● Zadania i ćwiczenia
a) Na podstawie fragmentu tekstu wyjaśnij, dlaczego prezes Glapiński uznał silny kurs złotego za korzystny. Odpowiedz w jednym lub dwóch zdaniach.
b) Wypisz z fragmentu tekstu dokładnie ten urywek, który zaczyna się od słów „Powtórzono, że dalsze” i kończy na słowach „umocnienie kursu złotego.”, łącznie z nimi.

● Fragment tekstu
====================
Powtórzono, że dalsze decyzje Rady będą zależne od napływających informacji dotyczących perspektyw inflacji i aktywności gospodarczej. Rada podtrzymała też, że obniżaniu inflacji sprzyja umocnienie kursu złotego.

W trakcie czwartkowej konferencji prasowej po posiedzeniu RPP, prezes NBP Adam Glapiński stwierdził, że silny kurs złotego jest korzystny, ponieważ nie szkodzi na razie eksporterom, a przeciwdziała inflacji (jest to wypowiedź o tyle dziwna, że w przeszłości prezes Glapiński twierdził, że spadek kursu pary EUR/PLN już poniżej poziomu 4,60 będzie szkodził polskiemu eksportowi).
====================
● Zapisane wiersze
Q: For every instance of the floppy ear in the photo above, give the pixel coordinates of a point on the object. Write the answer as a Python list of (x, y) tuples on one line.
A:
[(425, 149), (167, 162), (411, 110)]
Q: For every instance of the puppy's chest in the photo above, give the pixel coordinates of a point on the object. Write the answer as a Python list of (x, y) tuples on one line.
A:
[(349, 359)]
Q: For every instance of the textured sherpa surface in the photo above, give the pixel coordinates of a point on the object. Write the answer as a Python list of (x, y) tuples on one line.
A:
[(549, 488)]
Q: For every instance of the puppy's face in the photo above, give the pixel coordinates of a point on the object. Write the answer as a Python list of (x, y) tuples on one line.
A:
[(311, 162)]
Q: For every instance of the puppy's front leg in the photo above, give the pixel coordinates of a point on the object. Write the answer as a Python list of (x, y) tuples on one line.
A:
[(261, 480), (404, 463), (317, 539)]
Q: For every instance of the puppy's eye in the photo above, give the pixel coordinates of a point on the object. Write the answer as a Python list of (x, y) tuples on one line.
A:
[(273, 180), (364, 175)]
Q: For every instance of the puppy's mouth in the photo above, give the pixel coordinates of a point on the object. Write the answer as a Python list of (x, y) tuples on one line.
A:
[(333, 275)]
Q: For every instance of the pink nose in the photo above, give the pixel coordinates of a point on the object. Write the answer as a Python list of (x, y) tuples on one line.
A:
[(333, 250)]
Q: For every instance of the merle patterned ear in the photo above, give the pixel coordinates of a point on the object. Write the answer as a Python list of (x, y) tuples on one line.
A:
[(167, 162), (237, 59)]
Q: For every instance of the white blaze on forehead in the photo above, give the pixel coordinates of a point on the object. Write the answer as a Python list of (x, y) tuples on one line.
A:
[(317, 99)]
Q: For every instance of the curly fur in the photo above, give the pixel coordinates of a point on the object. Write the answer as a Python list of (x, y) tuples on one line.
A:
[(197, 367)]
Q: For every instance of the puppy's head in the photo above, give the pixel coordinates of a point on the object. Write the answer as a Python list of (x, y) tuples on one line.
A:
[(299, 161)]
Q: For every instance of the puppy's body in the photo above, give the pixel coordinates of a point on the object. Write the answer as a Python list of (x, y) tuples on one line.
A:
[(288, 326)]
====================
● Lista odpowiedzi
a) Prezes Glapiński uznał silny kurs złotego za korzystny, ponieważ na razie nie szkodzi on eksporterom, a jednocześnie przeciwdziała inflacji.

b)
Powtórzono, że dalsze decyzje Rady będą zależne od napływających informacji dotyczących perspektyw inflacji i aktywności gospodarczej. Rada podtrzymała też, że obniżaniu inflacji sprzyja umocnienie kursu złotego.